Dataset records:
————

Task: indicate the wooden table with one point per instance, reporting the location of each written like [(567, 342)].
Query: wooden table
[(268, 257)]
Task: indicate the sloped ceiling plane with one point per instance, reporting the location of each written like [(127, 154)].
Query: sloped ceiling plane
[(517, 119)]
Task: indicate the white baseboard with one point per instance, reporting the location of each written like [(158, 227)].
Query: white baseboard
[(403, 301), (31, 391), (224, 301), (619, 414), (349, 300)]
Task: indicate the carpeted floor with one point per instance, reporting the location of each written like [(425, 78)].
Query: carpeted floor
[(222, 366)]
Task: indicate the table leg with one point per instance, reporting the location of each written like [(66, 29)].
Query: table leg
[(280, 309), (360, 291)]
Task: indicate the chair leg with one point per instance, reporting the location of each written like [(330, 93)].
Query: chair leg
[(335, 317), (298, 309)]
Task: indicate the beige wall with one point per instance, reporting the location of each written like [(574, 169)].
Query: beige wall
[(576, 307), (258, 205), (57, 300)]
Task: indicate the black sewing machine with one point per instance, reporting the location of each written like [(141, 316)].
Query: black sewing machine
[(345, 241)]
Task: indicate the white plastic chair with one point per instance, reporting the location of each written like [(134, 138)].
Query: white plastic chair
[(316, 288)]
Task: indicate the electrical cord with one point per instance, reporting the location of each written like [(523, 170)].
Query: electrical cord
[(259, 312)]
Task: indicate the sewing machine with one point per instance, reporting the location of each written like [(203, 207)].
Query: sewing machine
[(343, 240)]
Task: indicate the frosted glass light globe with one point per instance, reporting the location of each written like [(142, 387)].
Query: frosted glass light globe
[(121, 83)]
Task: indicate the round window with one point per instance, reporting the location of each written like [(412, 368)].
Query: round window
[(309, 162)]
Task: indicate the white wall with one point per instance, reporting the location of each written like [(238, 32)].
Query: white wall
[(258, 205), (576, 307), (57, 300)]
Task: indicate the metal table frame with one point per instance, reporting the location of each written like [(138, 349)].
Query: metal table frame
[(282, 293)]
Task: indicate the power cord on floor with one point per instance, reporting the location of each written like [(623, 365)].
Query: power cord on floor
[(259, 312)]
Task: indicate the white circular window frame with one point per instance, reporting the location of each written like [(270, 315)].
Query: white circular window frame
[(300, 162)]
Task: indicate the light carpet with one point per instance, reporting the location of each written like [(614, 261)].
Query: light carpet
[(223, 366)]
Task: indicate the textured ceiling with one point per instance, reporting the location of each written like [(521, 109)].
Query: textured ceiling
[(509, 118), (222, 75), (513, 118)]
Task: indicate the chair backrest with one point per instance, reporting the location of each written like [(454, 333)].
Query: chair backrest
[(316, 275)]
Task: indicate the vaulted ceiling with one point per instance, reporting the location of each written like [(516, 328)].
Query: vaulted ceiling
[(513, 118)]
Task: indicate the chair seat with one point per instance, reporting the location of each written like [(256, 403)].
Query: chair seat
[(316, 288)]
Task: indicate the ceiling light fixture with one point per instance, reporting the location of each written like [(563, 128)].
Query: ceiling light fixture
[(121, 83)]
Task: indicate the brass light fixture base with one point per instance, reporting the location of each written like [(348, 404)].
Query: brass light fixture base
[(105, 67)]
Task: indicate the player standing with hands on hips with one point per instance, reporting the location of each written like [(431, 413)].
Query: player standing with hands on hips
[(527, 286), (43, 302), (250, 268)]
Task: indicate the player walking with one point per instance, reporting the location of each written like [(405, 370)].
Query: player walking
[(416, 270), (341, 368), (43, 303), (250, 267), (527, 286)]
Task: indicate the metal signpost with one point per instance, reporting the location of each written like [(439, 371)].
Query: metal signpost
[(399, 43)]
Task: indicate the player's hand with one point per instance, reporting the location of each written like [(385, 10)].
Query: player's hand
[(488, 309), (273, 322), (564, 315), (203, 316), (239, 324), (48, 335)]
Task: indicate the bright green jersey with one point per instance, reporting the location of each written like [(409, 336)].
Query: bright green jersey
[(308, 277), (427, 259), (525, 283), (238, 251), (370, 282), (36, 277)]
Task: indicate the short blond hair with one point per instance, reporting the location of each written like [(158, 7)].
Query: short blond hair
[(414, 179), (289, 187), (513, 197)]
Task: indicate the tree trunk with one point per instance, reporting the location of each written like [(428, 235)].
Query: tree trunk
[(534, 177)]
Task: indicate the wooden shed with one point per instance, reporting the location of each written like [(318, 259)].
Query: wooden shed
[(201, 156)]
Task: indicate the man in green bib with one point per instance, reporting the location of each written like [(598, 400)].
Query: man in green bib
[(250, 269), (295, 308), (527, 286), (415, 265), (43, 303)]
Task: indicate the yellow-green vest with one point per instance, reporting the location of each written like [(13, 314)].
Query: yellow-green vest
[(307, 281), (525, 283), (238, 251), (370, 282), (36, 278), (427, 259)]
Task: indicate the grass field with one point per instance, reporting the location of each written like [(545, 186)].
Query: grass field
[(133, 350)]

————

> _Required action_: Transcribe each of the records above exactly.

> _Task result_:
Task: indicate the wooden table with one point per instance, reporting the location of each written like [(567, 342)].
Query: wooden table
[(268, 257)]
Task: indicate the sloped ceiling plane with one point per instance, reporting the location of each written like [(127, 154)].
Query: sloped ceiling plane
[(517, 119)]
Task: indicate the white baseboard with one point per instance, reporting the location of each written like [(158, 227)].
Query: white baseboard
[(403, 301), (31, 391), (224, 301), (619, 414), (349, 300)]
Task: indicate the carpeted floor with one point per instance, reporting the location of each written like [(425, 78)].
Query: carpeted floor
[(222, 366)]
Task: indicate the table leg with one point per instance, reporting the location of each written like [(66, 29)].
Query: table leg
[(280, 309), (360, 291)]
Task: indicate the chair leg with one point per instance, reporting the location of each written like [(330, 93)].
Query: chair leg
[(335, 317), (298, 309)]
Task: indicate the beige wall with one point per instance, reporting the location of each written like [(574, 169)].
Query: beige wall
[(576, 307), (258, 205), (57, 300)]
Task: indicate the black sewing machine with one point per instance, reporting the location of each written like [(141, 316)].
Query: black sewing machine
[(345, 241)]
Task: indicate the white plastic chair with one point per instance, reporting the location of each written like [(134, 138)].
Query: white plastic chair
[(316, 288)]
Task: indicate the electrical cord with one point per instance, reporting the location of each written like [(523, 170)].
Query: electrical cord
[(259, 312)]
Task: indicate the sewing machine with one point per instance, reporting the location of each written like [(203, 207)].
Query: sewing machine
[(343, 240)]
Task: indicate the frosted glass light globe with one point per instance, reporting the location of each written like [(142, 387)].
Query: frosted glass light globe
[(121, 83)]
Task: indicate the round window with one point per instance, reporting the location of each written like [(412, 368)].
Query: round window
[(309, 162)]
Task: indicate the white wall with one point per instance, reporting the location of each written like [(238, 32)].
Query: white wall
[(258, 205), (576, 307), (57, 300)]
Task: indicate the metal table frame with one point per instance, reporting the location of each written like [(138, 349)].
Query: metal table frame
[(282, 293)]
Task: indicate the power cord on floor with one point per instance, reporting the location of each written like [(623, 365)].
Query: power cord on floor
[(259, 312)]
Task: indicate the white circular window frame with one point per instance, reporting the location of each written like [(270, 315)].
Query: white circular window frame
[(300, 162)]
Task: indicate the light carpet with one point per instance, reporting the location of each written like [(614, 261)].
Query: light carpet
[(223, 366)]
Task: indicate the textured ceiling with one point per instance, reporting the location of each written like [(521, 109)].
Query: textured ceiling
[(509, 118), (222, 75), (513, 118)]
Task: indicate the chair backrest with one point per instance, reporting the location of each written like [(454, 333)].
Query: chair backrest
[(316, 275)]
Task: indicate the vaulted ceiling with one point per instance, reporting the location of each written like [(516, 328)].
Query: vaulted ceiling
[(513, 118)]
Task: indicate the chair seat with one point per instance, reporting the location of each written like [(256, 403)].
Query: chair seat
[(316, 288)]
Task: indicate the ceiling light fixture with one point per instance, reporting the location of each written like [(563, 128)].
Query: ceiling light fixture
[(121, 83)]
Task: indicate the brass light fixture base with one point per instance, reporting the location of each written like [(348, 404)].
Query: brass light fixture base
[(105, 67)]
Task: indicate the player standing with hands on hips with one point per instance, reporting the location of each written like [(431, 413)].
Query: player standing with hands on hips
[(527, 286), (43, 302), (250, 268)]
Task: indicate the player walking with one point per instance, reporting the location of each written like [(405, 370)].
Query: player walking
[(416, 270), (341, 368), (43, 303), (250, 267), (527, 286)]
Task: indicate the metal signpost with one point per instance, reporting the location of each written like [(439, 371)].
Query: metal signpost
[(399, 43)]
Task: indicate the player's hand with one point per instance, reporting the location of each written like [(385, 10)].
Query: player's hand
[(488, 309), (273, 322), (564, 315), (203, 316), (239, 324), (48, 335)]
Task: indicate the bright green jersey with one point per instance, reporting the location of each written like [(409, 336)].
Query: bright green jersey
[(308, 277), (427, 259), (525, 283), (238, 251), (370, 282), (36, 277)]
Task: indicate the short blond hair with one point per instance, reporting the location of each written like [(158, 7)].
Query: short blond hair
[(414, 179), (289, 187), (513, 197)]
Task: indicate the tree trunk with one point per instance, reporting the location of each written like [(428, 235)].
Query: tree trunk
[(534, 177)]
Task: indicate the wooden shed with one point per instance, reporting the location of each written like [(318, 259)].
Query: wooden shed
[(201, 156)]
Task: indicate the man in green bib with one point per instance, reporting the location of each written like [(598, 400)].
Query: man in green bib
[(250, 269), (295, 308), (527, 286), (415, 265), (43, 303)]
Task: indicate the yellow-green vest with one point per instance, reporting the location of each written like [(13, 314)].
Query: yellow-green vest
[(307, 281), (525, 283), (238, 251), (370, 282), (36, 278), (427, 259)]
Task: indicate the grass field with one point per instance, reporting the location of each written like [(545, 186)].
Query: grass field
[(133, 350)]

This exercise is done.